SCHRIFTLICHE AUFGABEN:
1/ Welche Folgen der kulturellen Gegenbewegung nennt die Quelle als bereits sichtbar? Zähle alle auf.
2/ Gib den Absatz der Quelle, der mit „Der Verlust von Diversity-Programmen“ beginnt, kürzer wieder und behalte dabei seine wichtigsten Fakten.
3/ Fasse die Quelle in zwei Sätzen zusammen.
╭─ QUELLE
Beispiele von Unternehmen, die ihre Diversity-Programme eingeschränkt oder beendet haben

Diese Entwicklungen werfen ein Schlaglicht auf die Fragilität solcher Initiativen, insbesondere wenn wirtschaftlicher Druck steigt.

Die kulturelle Gegenbewegung

Es ist nicht nur die Politik, die Diversity in Frage stellt. Auch kulturell gibt es eine Gegenbewegung. Begriffe wie „Wokeness“ werden in konservativen Kreisen zunehmend als Schimpfwörter genutzt, um progressive Ideen zu diskreditieren. Diversity wird dabei oft als Symbol für eine vermeintliche überzogene politische Korrektheit dargestellt. Diese Narrative finden immer mehr Anklang – insbesondere in sozialen Medien, wo Polarisierung belohnt wird. Die Folgen sind bereits sichtbar:

  • Hassrede im Internet, vor allem gegen Frauen und marginalisierte Gruppen
  • Steigender Populismus
  • Organisation antifeministischer, transfeindlicher und LGBTQI+-feindlicher Gruppen

Was steht auf dem Spiel?

Der Verlust von Diversity-Programmen ist nicht nur ein moralisches Problem, sondern auch ein wirtschaftliches. Studien zeigen, dass vielfältige Teams innovativer sind und bessere Ergebnisse erzielen. Eine McKinsey-Analyse aus dem Jahr 2020 ergab, dass Unternehmen im obersten Quartil für ethnische und kulturelle Diversität 36 % wahrscheinlicher überdurchschnittliche Gewinne erzielten als Unternehmen im untersten Quartil.
╰─
╭─ DATENZEILEN
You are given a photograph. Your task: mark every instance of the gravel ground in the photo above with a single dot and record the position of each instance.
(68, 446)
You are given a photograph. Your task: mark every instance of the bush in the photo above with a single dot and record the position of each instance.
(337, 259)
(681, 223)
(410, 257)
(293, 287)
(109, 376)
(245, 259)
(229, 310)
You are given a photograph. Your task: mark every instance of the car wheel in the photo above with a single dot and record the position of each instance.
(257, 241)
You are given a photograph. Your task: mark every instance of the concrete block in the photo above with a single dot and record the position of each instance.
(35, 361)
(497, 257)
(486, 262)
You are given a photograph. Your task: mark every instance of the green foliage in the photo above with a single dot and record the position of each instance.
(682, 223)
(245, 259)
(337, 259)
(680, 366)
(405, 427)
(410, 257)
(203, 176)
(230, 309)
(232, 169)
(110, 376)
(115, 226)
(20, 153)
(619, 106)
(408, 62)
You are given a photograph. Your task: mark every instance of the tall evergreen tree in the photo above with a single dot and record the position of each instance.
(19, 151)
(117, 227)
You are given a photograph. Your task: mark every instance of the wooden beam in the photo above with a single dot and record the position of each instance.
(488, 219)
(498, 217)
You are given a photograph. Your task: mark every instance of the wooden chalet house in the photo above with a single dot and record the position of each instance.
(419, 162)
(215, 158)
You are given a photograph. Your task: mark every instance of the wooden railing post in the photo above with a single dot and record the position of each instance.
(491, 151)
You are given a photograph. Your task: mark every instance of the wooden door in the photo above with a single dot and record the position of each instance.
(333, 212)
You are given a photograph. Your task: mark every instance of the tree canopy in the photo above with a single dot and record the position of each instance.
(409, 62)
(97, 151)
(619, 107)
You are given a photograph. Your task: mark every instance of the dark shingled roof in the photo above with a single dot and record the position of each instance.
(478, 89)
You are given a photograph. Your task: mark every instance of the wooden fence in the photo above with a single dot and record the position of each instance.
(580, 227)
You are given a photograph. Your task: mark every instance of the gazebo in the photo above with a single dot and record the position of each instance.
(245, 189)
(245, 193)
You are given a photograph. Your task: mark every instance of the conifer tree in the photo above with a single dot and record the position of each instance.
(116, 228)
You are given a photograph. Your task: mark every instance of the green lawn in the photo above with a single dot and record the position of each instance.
╰─
DIE ANTWORTEN:
1/
- Hassrede im Internet, vor allem gegen Frauen und marginalisierte Gruppen
- Steigender Populismus
- Organisation antifeministischer, transfeindlicher und LGBTQI+-feindlicher Gruppen

2/ Der Verlust von Diversity-Programmen ist nicht nur ein moralisches, sondern auch ein wirtschaftliches Problem, denn laut Studien sind vielfältige Teams innovativer und erfolgreicher. Nach einer McKinsey-Analyse von 2020 erzielten Unternehmen im obersten Quartil für ethnische und kulturelle Diversität mit 36 % höherer Wahrscheinlichkeit überdurchschnittliche Gewinne als solche im untersten Quartil.

3/ Diversity-Initiativen erweisen sich als fragil, besonders bei steigendem wirtschaftlichem Druck, und neben der Politik stellt auch eine kulturelle Gegenbewegung sie in Frage, die Begriffe wie „Wokeness“ als Schimpfwörter nutzt. Der Verlust von Diversity-Programmen ist zudem ein wirtschaftliches Problem, da vielfältige Teams laut Studien innovativer sind und bessere Ergebnisse erzielen.